__Questions to answer__
**1.** In the post about France and its allies in 1914, in what year did Russia commit itself to France?
**2.** Write out the part of the post about France and its allies in 1914 that starts at "Russia, however, was" and ends at "up their reserves.".

Thursday, July 31, 2014

Sister Russia and Our British Cousin. The Trouble with Allies

   "Knowing others is intelligence; knowing yourself is true wisdom"  ~Lao Tzu   



    If you are going to war against a country larger and more powerful than you, you will need allies. At least one, preferably more. In 1914, no one was more aware of this than France. Germany and its satellites were at least 20% larger than France and its population was half again as large. France's primary ally, really its only confirmed ally, was Russia.
  Russia, however, was a constant cause of trepidation to France because it refused to confirm just how much it would thrown in with France when war began. Russia wasn't intending to be malicious with its vacillation, it had its own problems to deal with, and its sheer size and distance from Germany made the way it could wage war different than France.  If Germany started a two-front war, France was immediately in the cross-hairs. It would be the first thing Germany went for.  Russia was so far away that by the time they reached even the borders of Germany, France could have fallen. Russia's distance from Germany allowed it to wait a few days to mobilize. It was also large enough that it could endure a initial (relatively) small loss of territory to the Germans while calling up their reserves.
   Size and distance aside, Russia also had its own problems at home without having to worry about its comparatively small ally. They had just come through a humiliating defeat by Japan in the Russo-Japanese War in 1904-05. That war, considered the "first great war of the 20th Century" was an imperial dispute between Russia and Japan over Manchuria and Korea. After that, Russia had a minor revolution in 1905.If Germany had implemented its Schlieffen plan in 1906, it probably could have wiped out both France and Russia.  But by 1909, Russia was starting to pull itself together again and work out its own mobilization schedules in the event of another war.  Indeed, the mistakes Russia learned from in 1904 helped it to defeat Germany in 1917. After much waffling, Russia surprised everyone by throwing in its lot with France in 1913.      There is still speculation today as to why Russia seemed to have a sudden change of heart. One possibility is that Russia had an Austrian double agent that sold them the secrets of Austria's war plans. Another is that Russia finally got over its defeat by Japan and was militarily and economically to the point where it could start expanding again.  Or perhaps Russia just realized that if France fell, it could not stand alone against the combined force of Germany and Austria-Hungary. Whatever the cause, the idea of having Russia coming at them from behind while they attacked France certainly gave Germany pause.

[Stored items from a collection]

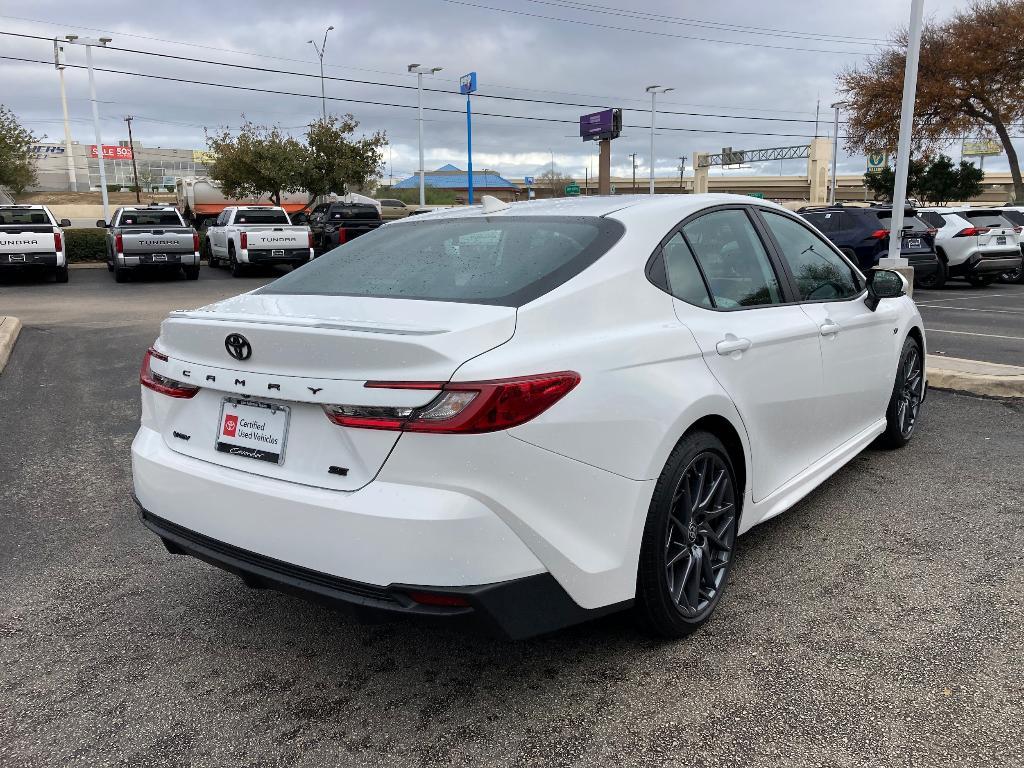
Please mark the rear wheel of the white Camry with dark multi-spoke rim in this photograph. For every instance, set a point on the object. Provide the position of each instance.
(687, 551)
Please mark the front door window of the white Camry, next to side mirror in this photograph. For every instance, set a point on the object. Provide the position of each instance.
(821, 274)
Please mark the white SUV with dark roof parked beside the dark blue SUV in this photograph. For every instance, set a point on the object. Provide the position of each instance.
(978, 244)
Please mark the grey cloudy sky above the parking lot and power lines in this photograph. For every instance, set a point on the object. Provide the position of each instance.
(755, 69)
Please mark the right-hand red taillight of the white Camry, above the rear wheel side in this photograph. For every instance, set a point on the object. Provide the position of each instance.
(462, 408)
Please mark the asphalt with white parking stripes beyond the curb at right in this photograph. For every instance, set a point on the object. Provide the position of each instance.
(980, 324)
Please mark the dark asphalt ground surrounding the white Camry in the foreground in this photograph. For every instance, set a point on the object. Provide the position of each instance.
(881, 622)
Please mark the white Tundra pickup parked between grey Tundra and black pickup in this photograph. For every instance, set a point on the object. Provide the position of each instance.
(257, 235)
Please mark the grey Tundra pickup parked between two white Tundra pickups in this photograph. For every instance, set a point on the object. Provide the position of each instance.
(150, 237)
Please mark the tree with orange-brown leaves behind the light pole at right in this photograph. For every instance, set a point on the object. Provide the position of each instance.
(970, 83)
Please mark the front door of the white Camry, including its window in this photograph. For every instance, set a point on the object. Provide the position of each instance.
(857, 344)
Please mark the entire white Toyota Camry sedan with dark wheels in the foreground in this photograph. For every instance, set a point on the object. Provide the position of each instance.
(528, 414)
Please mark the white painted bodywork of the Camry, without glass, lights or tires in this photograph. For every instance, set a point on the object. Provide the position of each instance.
(804, 387)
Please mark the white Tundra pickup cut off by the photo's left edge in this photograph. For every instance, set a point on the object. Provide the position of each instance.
(32, 239)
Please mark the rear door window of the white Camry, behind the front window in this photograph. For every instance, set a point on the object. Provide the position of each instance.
(734, 261)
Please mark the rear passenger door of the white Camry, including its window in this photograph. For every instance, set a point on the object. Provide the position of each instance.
(761, 350)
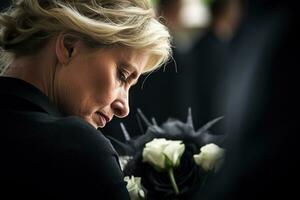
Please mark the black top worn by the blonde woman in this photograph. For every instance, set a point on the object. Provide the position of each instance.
(44, 154)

__Responses to the tasks__
**1.** 1913

**2.**
Russia, however, was a constant cause of trepidation to France because it refused to confirm just how much it would thrown in with France when war began. Russia wasn't intending to be malicious with its vacillation, it had its own problems to deal with, and its sheer size and distance from Germany made the way it could wage war different than France.  If Germany started a two-front war, France was immediately in the cross-hairs. It would be the first thing Germany went for.  Russia was so far away that by the time they reached even the borders of Germany, France could have fallen. Russia's distance from Germany allowed it to wait a few days to mobilize. It was also large enough that it could endure a initial (relatively) small loss of territory to the Germans while calling up their reserves.